### Dataset rows
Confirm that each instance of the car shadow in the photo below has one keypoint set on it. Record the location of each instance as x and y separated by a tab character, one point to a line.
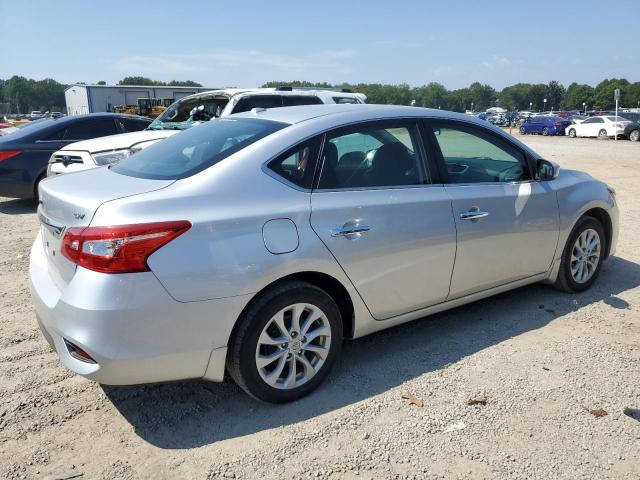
18	206
194	413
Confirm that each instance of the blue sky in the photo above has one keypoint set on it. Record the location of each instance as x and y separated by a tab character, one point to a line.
246	43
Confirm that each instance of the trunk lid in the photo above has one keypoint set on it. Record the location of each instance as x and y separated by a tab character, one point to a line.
71	201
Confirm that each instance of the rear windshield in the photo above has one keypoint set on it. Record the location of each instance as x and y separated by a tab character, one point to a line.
194	150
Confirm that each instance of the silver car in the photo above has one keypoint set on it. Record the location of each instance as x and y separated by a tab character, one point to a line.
252	245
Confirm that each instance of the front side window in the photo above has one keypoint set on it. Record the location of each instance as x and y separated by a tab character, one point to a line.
182	114
91	128
383	155
298	164
196	149
474	156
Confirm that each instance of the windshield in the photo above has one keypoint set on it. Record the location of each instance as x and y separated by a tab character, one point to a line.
179	117
188	153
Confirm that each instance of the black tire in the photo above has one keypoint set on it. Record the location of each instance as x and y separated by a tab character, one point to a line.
241	360
565	280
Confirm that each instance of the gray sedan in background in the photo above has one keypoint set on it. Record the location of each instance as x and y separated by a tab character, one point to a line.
252	245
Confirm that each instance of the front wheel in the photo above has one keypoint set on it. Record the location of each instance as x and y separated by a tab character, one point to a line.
582	257
286	343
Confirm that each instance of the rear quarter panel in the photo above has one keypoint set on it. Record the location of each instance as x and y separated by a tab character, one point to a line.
577	193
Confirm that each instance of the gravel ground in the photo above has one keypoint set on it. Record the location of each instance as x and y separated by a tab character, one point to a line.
543	360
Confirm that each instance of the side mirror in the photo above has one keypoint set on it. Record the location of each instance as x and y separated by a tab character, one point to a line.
547	170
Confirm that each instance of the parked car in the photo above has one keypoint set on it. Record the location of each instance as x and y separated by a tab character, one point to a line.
632	130
24	155
185	113
577	119
7	128
599	126
254	243
544	125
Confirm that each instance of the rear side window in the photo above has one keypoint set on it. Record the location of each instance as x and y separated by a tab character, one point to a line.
294	100
196	149
91	128
298	164
246	104
132	125
385	154
345	100
57	135
475	156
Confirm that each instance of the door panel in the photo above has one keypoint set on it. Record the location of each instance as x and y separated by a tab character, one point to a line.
516	239
404	261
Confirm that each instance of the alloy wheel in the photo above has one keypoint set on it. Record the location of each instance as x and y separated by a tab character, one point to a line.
585	255
293	346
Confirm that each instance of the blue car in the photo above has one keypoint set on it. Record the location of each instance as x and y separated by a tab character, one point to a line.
24	154
544	125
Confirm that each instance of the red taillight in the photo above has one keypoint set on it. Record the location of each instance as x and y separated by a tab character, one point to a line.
119	249
7	154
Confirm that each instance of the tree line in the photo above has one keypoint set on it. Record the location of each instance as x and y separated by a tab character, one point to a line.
21	95
479	97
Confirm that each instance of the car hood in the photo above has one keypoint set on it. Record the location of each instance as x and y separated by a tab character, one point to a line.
116	142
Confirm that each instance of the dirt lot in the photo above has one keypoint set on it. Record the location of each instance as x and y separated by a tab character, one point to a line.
542	358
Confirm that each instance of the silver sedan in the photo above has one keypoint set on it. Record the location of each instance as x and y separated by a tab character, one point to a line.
252	245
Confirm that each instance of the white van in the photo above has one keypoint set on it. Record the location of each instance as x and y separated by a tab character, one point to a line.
185	113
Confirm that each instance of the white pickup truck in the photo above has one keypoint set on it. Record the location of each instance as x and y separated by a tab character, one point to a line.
183	114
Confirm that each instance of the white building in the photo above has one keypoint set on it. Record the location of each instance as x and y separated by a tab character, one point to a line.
102	98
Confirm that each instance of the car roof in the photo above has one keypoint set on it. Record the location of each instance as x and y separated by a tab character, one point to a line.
351	112
272	91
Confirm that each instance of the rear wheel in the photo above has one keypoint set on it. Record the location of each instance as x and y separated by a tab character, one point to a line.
582	257
286	343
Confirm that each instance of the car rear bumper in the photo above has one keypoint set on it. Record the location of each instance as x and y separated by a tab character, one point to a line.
135	331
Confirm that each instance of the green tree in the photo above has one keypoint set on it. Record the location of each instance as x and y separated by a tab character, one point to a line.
603	95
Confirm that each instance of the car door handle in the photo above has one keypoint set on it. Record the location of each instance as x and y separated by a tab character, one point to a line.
473	215
345	231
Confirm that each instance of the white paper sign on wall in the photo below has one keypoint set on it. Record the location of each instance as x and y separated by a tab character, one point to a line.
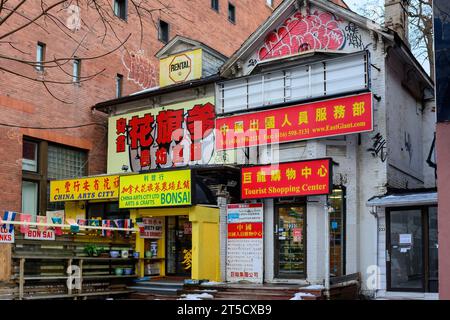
245	243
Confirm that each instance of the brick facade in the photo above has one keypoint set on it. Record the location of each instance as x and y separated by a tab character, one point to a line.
25	103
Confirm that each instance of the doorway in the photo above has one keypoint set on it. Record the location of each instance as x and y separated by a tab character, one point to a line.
178	246
290	241
412	249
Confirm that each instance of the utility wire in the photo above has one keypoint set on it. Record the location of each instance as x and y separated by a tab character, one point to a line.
53	128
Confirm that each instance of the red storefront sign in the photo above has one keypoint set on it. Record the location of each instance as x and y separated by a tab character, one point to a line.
353	114
245	230
304	178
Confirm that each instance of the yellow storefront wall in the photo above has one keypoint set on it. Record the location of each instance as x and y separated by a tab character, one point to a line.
205	239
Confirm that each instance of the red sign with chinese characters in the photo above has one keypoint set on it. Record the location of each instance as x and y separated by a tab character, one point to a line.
340	116
246	230
304	178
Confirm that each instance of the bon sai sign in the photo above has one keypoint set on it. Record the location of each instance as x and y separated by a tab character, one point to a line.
6	236
304	178
158	189
334	117
105	187
34	234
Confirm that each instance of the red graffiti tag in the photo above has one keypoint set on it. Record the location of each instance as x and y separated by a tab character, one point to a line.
302	33
140	69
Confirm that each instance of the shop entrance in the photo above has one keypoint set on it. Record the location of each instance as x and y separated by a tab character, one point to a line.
412	259
178	246
290	241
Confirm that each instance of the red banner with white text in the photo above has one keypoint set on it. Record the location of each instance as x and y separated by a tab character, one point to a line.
347	115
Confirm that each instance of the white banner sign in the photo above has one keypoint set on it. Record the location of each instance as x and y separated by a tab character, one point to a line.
245	243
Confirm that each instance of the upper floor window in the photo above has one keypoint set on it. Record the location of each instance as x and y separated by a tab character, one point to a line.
231	12
76	70
215	5
29	156
40	56
120	9
119	85
163	31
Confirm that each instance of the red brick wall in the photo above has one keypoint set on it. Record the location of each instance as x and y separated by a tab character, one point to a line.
26	103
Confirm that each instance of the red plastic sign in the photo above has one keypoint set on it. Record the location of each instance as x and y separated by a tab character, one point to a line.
327	118
304	178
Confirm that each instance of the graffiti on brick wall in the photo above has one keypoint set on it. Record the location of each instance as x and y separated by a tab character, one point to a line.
140	69
353	37
319	30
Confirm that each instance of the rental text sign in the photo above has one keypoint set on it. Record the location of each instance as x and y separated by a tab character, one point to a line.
334	117
105	187
304	178
158	189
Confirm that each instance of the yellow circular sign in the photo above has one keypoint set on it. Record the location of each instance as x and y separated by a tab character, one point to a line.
180	68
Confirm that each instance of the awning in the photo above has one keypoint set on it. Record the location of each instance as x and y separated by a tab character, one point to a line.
401	200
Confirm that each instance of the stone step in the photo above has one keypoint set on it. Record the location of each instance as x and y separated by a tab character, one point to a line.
155	290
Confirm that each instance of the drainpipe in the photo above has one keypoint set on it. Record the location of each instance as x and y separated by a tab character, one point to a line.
327	249
374	212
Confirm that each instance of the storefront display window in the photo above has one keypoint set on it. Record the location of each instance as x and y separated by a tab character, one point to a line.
337	232
290	241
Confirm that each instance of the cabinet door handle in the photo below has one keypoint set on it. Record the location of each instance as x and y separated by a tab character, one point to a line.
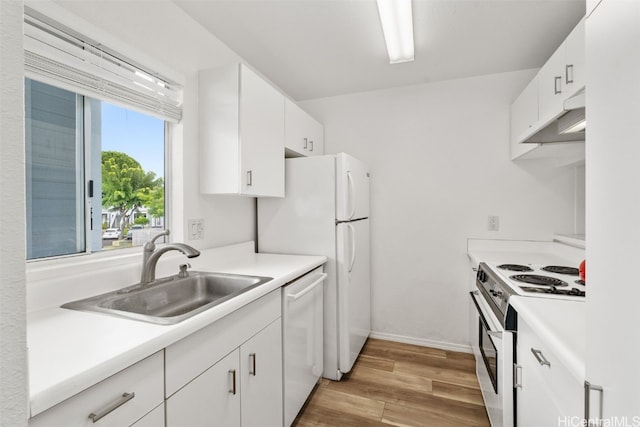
557	85
566	73
96	416
587	404
252	361
517	379
540	357
232	373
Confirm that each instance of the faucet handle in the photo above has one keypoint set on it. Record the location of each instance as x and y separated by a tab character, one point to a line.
150	246
183	270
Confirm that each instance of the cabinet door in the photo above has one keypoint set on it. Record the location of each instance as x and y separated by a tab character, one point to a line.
574	70
549	392
261	366
304	136
296	139
551	87
213	398
524	116
154	418
261	136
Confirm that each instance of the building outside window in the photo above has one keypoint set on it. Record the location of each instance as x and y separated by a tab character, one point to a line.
91	166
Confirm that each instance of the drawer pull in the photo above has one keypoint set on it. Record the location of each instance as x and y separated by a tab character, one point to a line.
233	390
540	357
517	379
252	370
95	417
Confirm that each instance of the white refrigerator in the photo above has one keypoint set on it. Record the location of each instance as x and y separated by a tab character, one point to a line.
325	211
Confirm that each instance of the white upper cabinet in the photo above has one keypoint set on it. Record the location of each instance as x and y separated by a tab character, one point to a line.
542	101
591	5
241	120
574	68
524	116
304	136
550	85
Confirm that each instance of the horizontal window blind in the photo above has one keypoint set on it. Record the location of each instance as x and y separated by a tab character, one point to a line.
59	56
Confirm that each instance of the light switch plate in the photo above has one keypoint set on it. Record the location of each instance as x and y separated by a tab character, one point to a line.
196	229
494	223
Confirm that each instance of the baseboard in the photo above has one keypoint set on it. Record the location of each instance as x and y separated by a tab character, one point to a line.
422	342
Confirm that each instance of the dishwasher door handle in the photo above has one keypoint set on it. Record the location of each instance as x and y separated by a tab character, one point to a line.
295	297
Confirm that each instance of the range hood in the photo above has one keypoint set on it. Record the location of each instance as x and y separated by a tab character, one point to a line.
568	126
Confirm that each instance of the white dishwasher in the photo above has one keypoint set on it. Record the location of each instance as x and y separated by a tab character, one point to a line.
302	340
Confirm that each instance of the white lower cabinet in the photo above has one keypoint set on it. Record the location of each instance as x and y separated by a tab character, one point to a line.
229	373
154	418
261	378
549	394
242	389
120	400
213	398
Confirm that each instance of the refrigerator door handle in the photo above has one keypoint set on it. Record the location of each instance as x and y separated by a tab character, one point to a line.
351	196
352	238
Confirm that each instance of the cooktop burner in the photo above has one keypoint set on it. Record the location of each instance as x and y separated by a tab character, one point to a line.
561	270
554	290
515	267
535	279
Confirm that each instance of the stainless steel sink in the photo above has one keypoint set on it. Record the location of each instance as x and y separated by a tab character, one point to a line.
172	299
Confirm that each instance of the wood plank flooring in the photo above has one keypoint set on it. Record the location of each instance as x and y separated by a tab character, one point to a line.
402	385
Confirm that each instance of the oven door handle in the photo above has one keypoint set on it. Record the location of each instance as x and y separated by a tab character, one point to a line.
497	334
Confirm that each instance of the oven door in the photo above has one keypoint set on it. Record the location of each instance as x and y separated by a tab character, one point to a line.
493	347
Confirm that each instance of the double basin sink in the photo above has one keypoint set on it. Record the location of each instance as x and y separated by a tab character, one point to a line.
170	300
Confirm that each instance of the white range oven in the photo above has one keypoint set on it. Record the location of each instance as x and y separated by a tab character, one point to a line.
495	325
493	343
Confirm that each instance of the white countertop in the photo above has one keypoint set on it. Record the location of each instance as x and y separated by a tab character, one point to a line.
560	325
70	351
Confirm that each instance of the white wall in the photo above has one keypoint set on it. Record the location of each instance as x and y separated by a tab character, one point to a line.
13	347
439	157
165	38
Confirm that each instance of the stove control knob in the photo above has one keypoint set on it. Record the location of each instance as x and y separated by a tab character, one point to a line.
497	294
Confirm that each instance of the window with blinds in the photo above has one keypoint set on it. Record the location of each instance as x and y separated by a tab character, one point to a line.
95	141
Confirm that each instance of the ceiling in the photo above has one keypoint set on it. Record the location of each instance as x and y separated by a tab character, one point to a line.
320	48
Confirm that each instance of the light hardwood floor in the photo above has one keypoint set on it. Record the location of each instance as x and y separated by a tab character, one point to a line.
403	385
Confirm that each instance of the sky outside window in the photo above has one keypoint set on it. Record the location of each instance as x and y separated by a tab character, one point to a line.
136	134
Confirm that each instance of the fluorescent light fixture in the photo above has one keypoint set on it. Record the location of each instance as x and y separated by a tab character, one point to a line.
572	122
397	25
578	127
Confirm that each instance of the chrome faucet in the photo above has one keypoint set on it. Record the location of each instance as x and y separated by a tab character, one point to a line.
150	256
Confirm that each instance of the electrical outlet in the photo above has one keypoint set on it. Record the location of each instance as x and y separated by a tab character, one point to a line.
196	229
494	223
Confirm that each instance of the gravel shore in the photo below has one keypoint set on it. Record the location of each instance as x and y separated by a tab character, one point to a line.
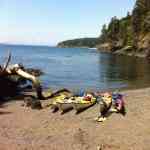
24	129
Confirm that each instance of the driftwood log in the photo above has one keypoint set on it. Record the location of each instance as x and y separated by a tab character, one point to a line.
16	69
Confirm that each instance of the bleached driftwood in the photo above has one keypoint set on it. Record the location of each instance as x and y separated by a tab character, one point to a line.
19	70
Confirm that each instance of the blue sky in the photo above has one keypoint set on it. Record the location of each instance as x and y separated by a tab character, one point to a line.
45	22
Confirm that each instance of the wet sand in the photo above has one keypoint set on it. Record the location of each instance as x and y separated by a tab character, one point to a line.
24	129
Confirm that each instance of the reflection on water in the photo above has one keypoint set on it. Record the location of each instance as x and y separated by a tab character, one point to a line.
132	71
78	68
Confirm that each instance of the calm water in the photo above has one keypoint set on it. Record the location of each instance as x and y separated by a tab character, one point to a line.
78	68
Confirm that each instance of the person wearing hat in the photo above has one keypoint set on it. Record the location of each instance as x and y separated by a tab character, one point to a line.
105	105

### Exercise prompt
Your task is to return, exactly and on their own, the lines from the one containing "Confirm that each instance of the wet" through the last line of the listing.

### Response
Confirm that each instance of the wet sand in the photo above has one keypoint set on it. Record the location of each instance as x and y separated by a tab character, one point to a line.
24	129
Confirm that each instance of the reflection on water in the photo above has one keypoint set on it. Record the location of each instance as x and y separated by a tab character, one point to a line.
132	71
78	68
Confirm that each instance of the calm water in the photo above has one keypoint set on it. Record the location of each instance as x and y separated by a tab character, one point to a line.
78	68
Confirm that each instance of the person wearing hat in the photo above has one keypoint set on it. Record the location of each instance as x and y separated by a tab character, one point to a line.
105	105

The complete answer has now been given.